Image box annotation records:
┌──

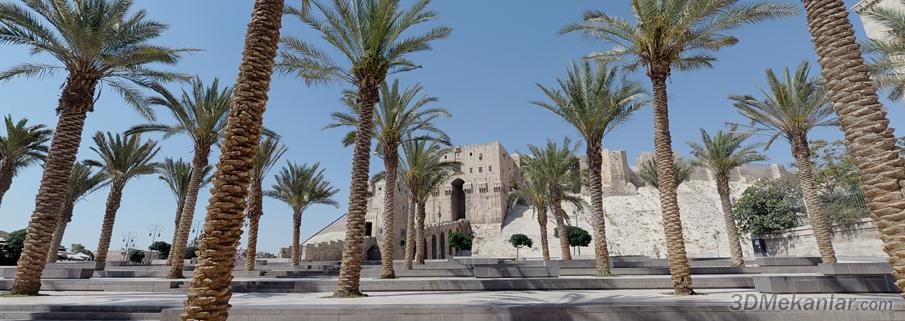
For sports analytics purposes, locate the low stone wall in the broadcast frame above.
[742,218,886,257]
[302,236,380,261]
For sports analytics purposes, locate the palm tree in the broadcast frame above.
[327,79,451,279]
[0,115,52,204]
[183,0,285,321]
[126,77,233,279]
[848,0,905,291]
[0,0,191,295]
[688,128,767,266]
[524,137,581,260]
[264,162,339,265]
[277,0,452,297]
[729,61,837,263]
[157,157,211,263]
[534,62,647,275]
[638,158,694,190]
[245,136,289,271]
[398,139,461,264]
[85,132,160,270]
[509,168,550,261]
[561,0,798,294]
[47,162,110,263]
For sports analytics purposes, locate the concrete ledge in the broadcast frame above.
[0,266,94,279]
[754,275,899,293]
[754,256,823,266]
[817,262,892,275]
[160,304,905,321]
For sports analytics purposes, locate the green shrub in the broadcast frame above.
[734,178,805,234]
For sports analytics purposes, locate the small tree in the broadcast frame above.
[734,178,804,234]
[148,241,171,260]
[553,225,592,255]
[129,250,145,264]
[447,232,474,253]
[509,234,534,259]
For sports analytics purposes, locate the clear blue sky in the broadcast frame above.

└──

[DO THIS] Convert the records, from the line containing "For sports analytics purposes, locate the concrete" through the end of the records, into a JSON list of strings with one string per line and no blank lines.

[RESULT]
[
  "For sports analytics purposes, locate the concrete ledge in the broadcast frame above.",
  "[0,266,94,279]",
  "[754,275,899,293]",
  "[754,256,823,266]",
  "[817,262,892,275]",
  "[160,304,905,321]",
  "For sports analytics purposes, locate the green shrub in the broadcast frame above.",
  "[734,178,805,234]",
  "For sports analytics purposes, locate the small tree in the broadcast frame above.",
  "[734,178,804,234]",
  "[148,241,171,260]",
  "[553,225,592,255]",
  "[129,250,145,264]",
  "[447,232,474,253]",
  "[509,234,534,259]",
  "For sports analytics purposes, locate the clear blue sky in the broadcast frame above."
]